── Fragment ──

De verloren denazificatie
In de afgelopen artikelen heb ik het gehad over de nazi’s die door hun ‘kameraden’ zijn verraden, en de nazi’s die Duitsland hebben leeggeroofd. Er is nog een groep nazi’s die nu bijna vergeten is: degenen die na de oorlog in vrijheid konden leven.
Veel nazi’s hebben godzijdank de oorlog niet overleefd. Velen zijn door de nazi’s zelf vermoord, in de oorlog omgekomen, of pleegden zelfmoord. Een deel is na de oorlog veroordeeld en ter dood gebracht door een van de vele tribunalen.
Maar lang niet alle nazi’s zijn ter dood gebracht. De hoogste pief die de oorlog heeft overleefd was Albert Speer, de minister van Bewapening vanaf 1942. Hij wordt soms (zoals in de film “Der Untergang”) neergezet als een “goede nazi”.
Dat heeft Speer vooral zelf voor elkaar gekregen. Hij had het voordeel dat hij een van de weinige overlevenden was binnen de “inner circle” van Hitler. Zo kon hij in zijn memoires zichzelf makkelijker vrijpleiten en de schuld op anderen schuiven.
Speers dagboeken worden nog steeds aangehaald als een van de weinige bronnen die er zijn over het dagelijks leven in de nazitop. Daarin omschrijft hij hoe hij een “toekijker” was in het regime, en hoe hij de meest destructieve plannen van Hitler probeerde te saboteren.
Dat is echter een leugen. Albert Speer was als Generalbauinspektor für die Reichshauptstadt verantwoordelijk voor alle bouwmaterialen in Duitsland, ook die gebruikt werden voor de bouw van concentratiekampen. Hij was persoonlijk betrokken bij Auschwitz.
Ook was hij een centraal figuur in de Arbeitseinsatz, het systeem van dwangarbeid dat noodzakelijk was om productie op gang te houden. Door heel Europa werden dwangarbeiders naar Duitsland verscheept om voor Speer te werken, zodat tot op het laatst nog geproduceerd kon worden.
In zijn dagboeken legt hij de nadruk op zijn carrière als architect, maar ook dat leidt af van zijn daadwerkelijke verantwoordelijkheid. Hij zette zichzelf graag neer als een architect die toevallig ook minister was, in plaats van minister die ooit architect was geweest.

───
── Getoond materiaal ──

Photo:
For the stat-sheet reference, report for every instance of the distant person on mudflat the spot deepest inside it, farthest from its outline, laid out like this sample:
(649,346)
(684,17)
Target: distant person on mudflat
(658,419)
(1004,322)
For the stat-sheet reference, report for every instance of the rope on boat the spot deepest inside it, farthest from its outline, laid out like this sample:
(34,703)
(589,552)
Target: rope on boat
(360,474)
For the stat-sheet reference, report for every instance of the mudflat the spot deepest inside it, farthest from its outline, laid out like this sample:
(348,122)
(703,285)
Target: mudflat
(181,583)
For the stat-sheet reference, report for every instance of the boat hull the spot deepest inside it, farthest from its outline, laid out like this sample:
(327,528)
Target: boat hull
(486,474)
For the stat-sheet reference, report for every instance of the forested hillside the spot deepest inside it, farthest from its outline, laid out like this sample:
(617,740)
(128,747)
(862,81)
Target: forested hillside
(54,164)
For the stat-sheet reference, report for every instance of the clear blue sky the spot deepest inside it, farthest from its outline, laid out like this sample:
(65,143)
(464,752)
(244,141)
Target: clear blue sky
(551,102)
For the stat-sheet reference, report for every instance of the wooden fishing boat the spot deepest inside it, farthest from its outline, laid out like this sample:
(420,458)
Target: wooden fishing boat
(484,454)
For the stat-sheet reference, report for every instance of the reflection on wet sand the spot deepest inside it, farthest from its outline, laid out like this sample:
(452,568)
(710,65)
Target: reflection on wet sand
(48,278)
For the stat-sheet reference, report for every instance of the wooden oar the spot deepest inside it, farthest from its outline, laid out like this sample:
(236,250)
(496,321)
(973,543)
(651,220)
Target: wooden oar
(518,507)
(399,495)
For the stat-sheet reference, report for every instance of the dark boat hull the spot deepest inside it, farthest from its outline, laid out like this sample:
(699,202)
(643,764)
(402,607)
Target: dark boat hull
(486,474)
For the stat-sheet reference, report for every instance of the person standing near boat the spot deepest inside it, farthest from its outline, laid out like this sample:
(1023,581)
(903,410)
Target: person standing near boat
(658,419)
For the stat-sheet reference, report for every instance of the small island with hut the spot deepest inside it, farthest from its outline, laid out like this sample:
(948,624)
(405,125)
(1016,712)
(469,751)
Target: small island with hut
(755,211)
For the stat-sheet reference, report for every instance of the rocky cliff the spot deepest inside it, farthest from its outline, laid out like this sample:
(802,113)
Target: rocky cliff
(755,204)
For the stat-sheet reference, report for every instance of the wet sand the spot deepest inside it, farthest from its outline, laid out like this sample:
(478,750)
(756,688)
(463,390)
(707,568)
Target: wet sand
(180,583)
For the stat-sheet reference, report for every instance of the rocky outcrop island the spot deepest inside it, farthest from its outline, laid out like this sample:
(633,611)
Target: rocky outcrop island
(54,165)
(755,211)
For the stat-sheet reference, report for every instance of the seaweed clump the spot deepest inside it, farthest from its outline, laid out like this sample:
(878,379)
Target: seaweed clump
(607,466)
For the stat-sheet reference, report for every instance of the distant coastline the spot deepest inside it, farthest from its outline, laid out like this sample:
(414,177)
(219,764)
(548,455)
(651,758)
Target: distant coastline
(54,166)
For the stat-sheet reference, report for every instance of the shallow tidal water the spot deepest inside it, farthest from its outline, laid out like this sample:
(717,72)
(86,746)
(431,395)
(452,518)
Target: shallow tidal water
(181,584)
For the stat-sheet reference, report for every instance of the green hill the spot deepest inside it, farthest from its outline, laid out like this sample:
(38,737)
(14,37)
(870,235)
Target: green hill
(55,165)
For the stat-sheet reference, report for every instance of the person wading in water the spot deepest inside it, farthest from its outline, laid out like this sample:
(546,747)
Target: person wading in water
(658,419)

───

## Opdracht:
Neem uit het fragment over de verloren denazificatie woordelijk de passage over die begint bij "Dat heeft Speer" en doorloopt tot en met "betrokken bij Auschwitz.".

## Antwoord:
Dat heeft Speer vooral zelf voor elkaar gekregen. Hij had het voordeel dat hij een van de weinige overlevenden was binnen de “inner circle” van Hitler. Zo kon hij in zijn memoires zichzelf makkelijker vrijpleiten en de schuld op anderen schuiven.
Speers dagboeken worden nog steeds aangehaald als een van de weinige bronnen die er zijn over het dagelijks leven in de nazitop. Daarin omschrijft hij hoe hij een “toekijker” was in het regime, en hoe hij de meest destructieve plannen van Hitler probeerde te saboteren.
Dat is echter een leugen. Albert Speer was als Generalbauinspektor für die Reichshauptstadt verantwoordelijk voor alle bouwmaterialen in Duitsland, ook die gebruikt werden voor de bouw van concentratiekampen. Hij was persoonlijk betrokken bij Auschwitz.